§ What needs to be done
Write the entries out again. Each one must match exactly.

§ Given records

Segment Open

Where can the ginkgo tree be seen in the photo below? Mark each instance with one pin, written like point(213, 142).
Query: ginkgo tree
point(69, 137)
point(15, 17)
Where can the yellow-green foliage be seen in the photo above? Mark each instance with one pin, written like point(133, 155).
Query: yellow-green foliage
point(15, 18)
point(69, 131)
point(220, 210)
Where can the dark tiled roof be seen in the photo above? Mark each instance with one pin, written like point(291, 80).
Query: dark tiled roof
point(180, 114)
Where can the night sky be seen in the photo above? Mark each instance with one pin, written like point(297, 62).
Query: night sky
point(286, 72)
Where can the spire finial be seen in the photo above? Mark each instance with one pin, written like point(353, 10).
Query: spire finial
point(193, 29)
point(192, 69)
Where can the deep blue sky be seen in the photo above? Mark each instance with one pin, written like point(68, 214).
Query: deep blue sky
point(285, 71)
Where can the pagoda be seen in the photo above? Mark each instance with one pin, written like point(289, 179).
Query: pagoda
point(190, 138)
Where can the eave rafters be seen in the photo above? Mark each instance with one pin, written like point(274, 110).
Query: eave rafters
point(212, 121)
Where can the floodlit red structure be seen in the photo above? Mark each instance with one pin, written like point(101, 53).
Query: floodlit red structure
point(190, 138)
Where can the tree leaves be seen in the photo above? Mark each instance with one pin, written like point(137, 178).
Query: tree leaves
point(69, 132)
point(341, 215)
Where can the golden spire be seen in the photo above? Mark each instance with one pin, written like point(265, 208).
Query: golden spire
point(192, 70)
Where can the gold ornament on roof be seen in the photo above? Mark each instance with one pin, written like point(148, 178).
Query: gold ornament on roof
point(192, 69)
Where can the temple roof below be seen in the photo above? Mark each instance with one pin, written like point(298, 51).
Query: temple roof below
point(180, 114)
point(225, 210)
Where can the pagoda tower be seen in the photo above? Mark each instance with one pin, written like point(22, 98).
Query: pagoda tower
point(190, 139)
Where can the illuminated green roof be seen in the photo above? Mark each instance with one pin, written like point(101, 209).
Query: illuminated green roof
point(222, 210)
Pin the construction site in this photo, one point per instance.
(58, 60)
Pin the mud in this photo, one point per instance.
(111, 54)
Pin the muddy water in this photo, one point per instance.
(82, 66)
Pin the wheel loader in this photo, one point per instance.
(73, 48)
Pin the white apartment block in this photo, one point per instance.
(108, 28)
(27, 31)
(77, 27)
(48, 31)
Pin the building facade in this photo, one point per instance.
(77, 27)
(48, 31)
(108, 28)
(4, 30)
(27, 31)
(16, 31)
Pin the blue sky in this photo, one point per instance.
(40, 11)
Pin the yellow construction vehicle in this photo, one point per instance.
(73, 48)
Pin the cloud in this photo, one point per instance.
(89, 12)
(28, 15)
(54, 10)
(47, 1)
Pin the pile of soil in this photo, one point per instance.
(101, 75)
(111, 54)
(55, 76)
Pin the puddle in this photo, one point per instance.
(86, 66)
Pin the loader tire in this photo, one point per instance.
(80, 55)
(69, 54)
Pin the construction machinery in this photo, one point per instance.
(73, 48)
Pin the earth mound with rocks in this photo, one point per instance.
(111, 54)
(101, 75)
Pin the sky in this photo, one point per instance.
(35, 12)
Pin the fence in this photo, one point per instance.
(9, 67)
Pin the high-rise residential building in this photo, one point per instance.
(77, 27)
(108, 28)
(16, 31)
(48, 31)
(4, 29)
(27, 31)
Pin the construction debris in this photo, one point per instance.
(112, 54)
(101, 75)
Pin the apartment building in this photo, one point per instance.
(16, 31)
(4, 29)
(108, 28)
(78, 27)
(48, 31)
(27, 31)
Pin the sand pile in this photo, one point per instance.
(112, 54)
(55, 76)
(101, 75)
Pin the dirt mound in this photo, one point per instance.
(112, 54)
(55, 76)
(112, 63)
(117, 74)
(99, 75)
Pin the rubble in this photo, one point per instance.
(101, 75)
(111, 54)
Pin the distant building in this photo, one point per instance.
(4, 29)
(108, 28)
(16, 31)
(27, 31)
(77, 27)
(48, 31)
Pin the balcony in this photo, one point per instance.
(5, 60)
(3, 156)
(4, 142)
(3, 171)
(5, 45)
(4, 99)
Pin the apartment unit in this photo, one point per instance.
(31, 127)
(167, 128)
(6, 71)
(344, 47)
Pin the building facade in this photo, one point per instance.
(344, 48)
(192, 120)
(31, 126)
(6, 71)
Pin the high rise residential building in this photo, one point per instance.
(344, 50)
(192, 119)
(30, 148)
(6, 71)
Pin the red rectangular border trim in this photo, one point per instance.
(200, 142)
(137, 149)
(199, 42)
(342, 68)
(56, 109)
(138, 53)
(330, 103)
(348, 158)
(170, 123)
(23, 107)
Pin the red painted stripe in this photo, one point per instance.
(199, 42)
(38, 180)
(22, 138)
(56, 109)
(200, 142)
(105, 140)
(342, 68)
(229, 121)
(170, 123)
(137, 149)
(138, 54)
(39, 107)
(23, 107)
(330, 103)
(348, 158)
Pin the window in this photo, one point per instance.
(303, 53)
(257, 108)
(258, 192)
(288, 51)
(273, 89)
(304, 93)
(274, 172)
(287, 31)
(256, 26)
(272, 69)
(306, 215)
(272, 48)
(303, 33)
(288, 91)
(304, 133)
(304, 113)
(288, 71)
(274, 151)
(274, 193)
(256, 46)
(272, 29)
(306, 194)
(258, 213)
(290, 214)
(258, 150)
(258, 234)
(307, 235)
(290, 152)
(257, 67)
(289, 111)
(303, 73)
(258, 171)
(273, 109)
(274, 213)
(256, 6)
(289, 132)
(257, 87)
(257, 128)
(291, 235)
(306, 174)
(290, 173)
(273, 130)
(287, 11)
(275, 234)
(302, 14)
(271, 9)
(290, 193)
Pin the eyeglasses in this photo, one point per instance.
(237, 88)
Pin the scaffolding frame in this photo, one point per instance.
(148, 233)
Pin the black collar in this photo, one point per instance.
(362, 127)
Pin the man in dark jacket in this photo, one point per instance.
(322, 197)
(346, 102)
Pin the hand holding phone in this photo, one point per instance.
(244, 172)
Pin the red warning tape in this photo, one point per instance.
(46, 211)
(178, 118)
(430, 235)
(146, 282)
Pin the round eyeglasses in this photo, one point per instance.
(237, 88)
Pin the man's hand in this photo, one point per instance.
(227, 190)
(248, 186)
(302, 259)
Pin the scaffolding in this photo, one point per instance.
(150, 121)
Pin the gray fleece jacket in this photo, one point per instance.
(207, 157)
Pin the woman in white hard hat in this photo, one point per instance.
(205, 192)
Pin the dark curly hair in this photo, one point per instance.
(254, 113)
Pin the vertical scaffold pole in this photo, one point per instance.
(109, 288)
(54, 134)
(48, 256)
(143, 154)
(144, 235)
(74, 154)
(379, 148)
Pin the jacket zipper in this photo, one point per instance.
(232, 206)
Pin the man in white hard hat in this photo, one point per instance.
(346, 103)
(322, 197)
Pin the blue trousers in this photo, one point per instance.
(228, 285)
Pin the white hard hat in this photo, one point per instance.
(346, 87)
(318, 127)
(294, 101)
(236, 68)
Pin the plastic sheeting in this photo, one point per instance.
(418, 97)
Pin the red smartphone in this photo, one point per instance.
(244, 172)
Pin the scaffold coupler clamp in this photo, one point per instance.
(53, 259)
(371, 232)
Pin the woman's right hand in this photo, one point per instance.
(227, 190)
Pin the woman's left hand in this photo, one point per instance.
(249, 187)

Segment Closed

§ Output for this exercise
Where can the ginkgo tree be seen in the photo below? Mark each instance with one pin, written like point(213, 142).
Query: ginkgo tree
point(69, 137)
point(15, 17)
Where can the yellow-green foliage be seen in the photo above? Mark each instance with one pin, written like point(133, 155).
Query: yellow-green foliage
point(15, 18)
point(69, 131)
point(220, 210)
Where can the dark tiled roof be seen in the photo above? Mark each instance with one pin, written like point(291, 80).
Query: dark tiled roof
point(180, 114)
Where can the night sky be seen in the photo above? Mark each instance with one pin, written like point(297, 62).
Query: night sky
point(286, 72)
Where can the spire finial be seen in the photo above? Mark each instance with one pin, written like point(353, 10).
Query: spire finial
point(193, 29)
point(192, 69)
Where can the deep blue sky be seen in the photo above? Mark each instance with one pin, written like point(68, 214).
Query: deep blue sky
point(285, 71)
Where can the pagoda be seen in the photo above? Mark each instance with one pin, written like point(289, 179).
Query: pagoda
point(190, 138)
Where can the eave rafters be seen in the photo above? Mark each instance with one pin, written like point(274, 110).
Query: eave rafters
point(212, 121)
Where can the floodlit red structure be seen in the photo above? Mark each instance with one pin, written like point(101, 53).
Query: floodlit red structure
point(190, 138)
Where can the tree leaves be seen in the photo above? Mark each instance with one pin, written like point(137, 178).
Query: tree leaves
point(69, 132)
point(341, 215)
Where can the golden spire be seen in the photo above? Mark each instance with one pin, written like point(265, 208).
Query: golden spire
point(192, 70)
Where can the gold ornament on roof be seen in the photo above? Mark each instance with one pin, written like point(148, 178).
Query: gold ornament on roof
point(192, 69)
Where can the temple roof below be seen in the photo above? Mark each instance with one pin, written like point(298, 51).
Query: temple roof below
point(180, 114)
point(225, 210)
Where can the pagoda tower be seen in the photo above? Mark each instance with one pin, written like point(22, 98).
Query: pagoda tower
point(190, 139)
Where can the illuminated green roof be seen in the photo above? Mark each instance with one pin, written like point(101, 209).
Query: illuminated green roof
point(222, 210)
Pin the construction site in this photo, one point per instance.
(58, 60)
Pin the mud in this photo, one point per instance.
(111, 54)
Pin the muddy water in this photo, one point per instance.
(82, 66)
Pin the wheel loader in this photo, one point per instance.
(73, 48)
Pin the white apartment block in this photo, one point per instance.
(108, 28)
(27, 31)
(77, 27)
(48, 31)
Pin the building facade in this photo, one point per instance.
(77, 27)
(48, 31)
(108, 28)
(4, 30)
(27, 31)
(16, 31)
Pin the blue sky in this photo, one point per instance.
(40, 11)
Pin the yellow construction vehicle in this photo, one point per instance.
(73, 48)
Pin the cloud in this photo, one point per instance.
(89, 12)
(28, 15)
(54, 10)
(47, 1)
Pin the pile of soil in this photo, one point per instance.
(101, 75)
(111, 54)
(55, 76)
Pin the puddle in this photo, one point per instance.
(86, 66)
Pin the loader tire in this photo, one point per instance.
(80, 55)
(69, 54)
Pin the construction machinery in this photo, one point per instance.
(73, 48)
Pin the earth mound with rocks in this photo, one point per instance.
(111, 54)
(101, 75)
Pin the sky in this photo, one point per instance.
(35, 12)
Pin the fence in this photo, one point per instance.
(9, 67)
Pin the high-rise residential building in this photo, one point per instance.
(77, 27)
(108, 28)
(16, 31)
(48, 31)
(4, 29)
(27, 31)
Pin the construction debris in this photo, one point per instance.
(112, 54)
(101, 75)
Pin the apartment building in this photo, one point per instance.
(16, 31)
(4, 29)
(108, 28)
(78, 27)
(48, 31)
(27, 31)
Pin the sand pile in this photo, one point per instance.
(112, 54)
(55, 76)
(101, 75)
Pin the dirt mound in this photo, one point per instance.
(112, 54)
(55, 76)
(112, 63)
(117, 74)
(99, 75)
Pin the rubble in this photo, one point per instance.
(101, 75)
(111, 54)
Pin the distant building in this photo, one point per instance.
(4, 29)
(108, 28)
(16, 31)
(27, 31)
(77, 27)
(48, 31)
Pin the balcony in this photo, one point per instance.
(5, 60)
(3, 156)
(4, 142)
(3, 171)
(5, 45)
(4, 99)
Pin the apartment unit in this photo, one point per instance.
(31, 127)
(167, 128)
(6, 71)
(344, 47)
Pin the building facade in this photo, one point per instance.
(344, 48)
(192, 120)
(31, 126)
(6, 71)
Pin the high rise residential building in this photo, one point per instance.
(344, 50)
(192, 119)
(30, 148)
(6, 71)
Pin the red rectangular border trim in this photo, one point per instance.
(200, 142)
(137, 149)
(199, 42)
(342, 68)
(56, 109)
(138, 53)
(330, 103)
(348, 158)
(170, 123)
(23, 107)
Pin the red painted stripe in this photo, one point per instance.
(199, 42)
(38, 180)
(22, 138)
(56, 109)
(200, 142)
(105, 140)
(342, 68)
(229, 121)
(170, 123)
(137, 149)
(138, 54)
(39, 107)
(23, 107)
(330, 103)
(348, 158)
Pin the window in this photo, one point per instance.
(303, 53)
(257, 108)
(258, 192)
(288, 51)
(273, 89)
(304, 93)
(274, 172)
(287, 31)
(256, 26)
(272, 69)
(306, 215)
(272, 48)
(303, 33)
(288, 91)
(304, 133)
(304, 113)
(288, 71)
(274, 151)
(274, 193)
(256, 46)
(272, 29)
(306, 194)
(258, 213)
(290, 214)
(258, 150)
(258, 234)
(307, 235)
(290, 152)
(257, 67)
(289, 111)
(303, 73)
(258, 171)
(273, 109)
(274, 213)
(256, 6)
(289, 132)
(257, 87)
(257, 128)
(291, 235)
(306, 174)
(290, 173)
(273, 130)
(287, 11)
(275, 234)
(302, 14)
(271, 9)
(290, 193)
Pin the eyeglasses in this photo, one point per instance.
(237, 88)
Pin the scaffolding frame in this photo, one point per instance.
(148, 233)
Pin the black collar in this photo, one point per instance.
(362, 127)
Pin the man in dark jacket in this photo, one point per instance.
(322, 197)
(346, 102)
Pin the hand holding phone in this photo, one point per instance.
(244, 172)
Pin the red warning tape in this photo, one point per instance.
(46, 211)
(178, 118)
(430, 235)
(146, 282)
Pin the round eyeglasses in this photo, one point per instance.
(237, 88)
Pin the man's hand in this photo, one point per instance.
(227, 190)
(248, 186)
(302, 259)
Pin the scaffolding in this photo, one point per instance.
(150, 121)
Pin the gray fleece jacket in this photo, one point per instance.
(207, 157)
Pin the woman in white hard hat in this photo, one point per instance.
(205, 192)
Pin the dark curly hair in this photo, one point per instance.
(254, 113)
Pin the vertical scaffold pole in this photo, one point per instance.
(109, 288)
(54, 134)
(48, 256)
(143, 154)
(144, 235)
(74, 154)
(379, 148)
Pin the jacket zipper in this photo, one point per instance.
(232, 206)
Pin the man in white hard hat in this photo, one point per instance.
(346, 103)
(322, 197)
Pin the blue trousers in this photo, one point per instance.
(228, 285)
Pin the white hard hat in this photo, one point per instance.
(346, 87)
(318, 127)
(294, 101)
(236, 68)
Pin the plastic sheeting in this photo, one point per instance.
(418, 97)
Pin the red smartphone in this photo, one point per instance.
(244, 172)
Pin the scaffold coupler clamp in this photo, one point per instance.
(53, 259)
(371, 232)
Pin the woman's right hand in this photo, one point per instance.
(227, 190)
Pin the woman's left hand in this photo, one point per instance.
(249, 187)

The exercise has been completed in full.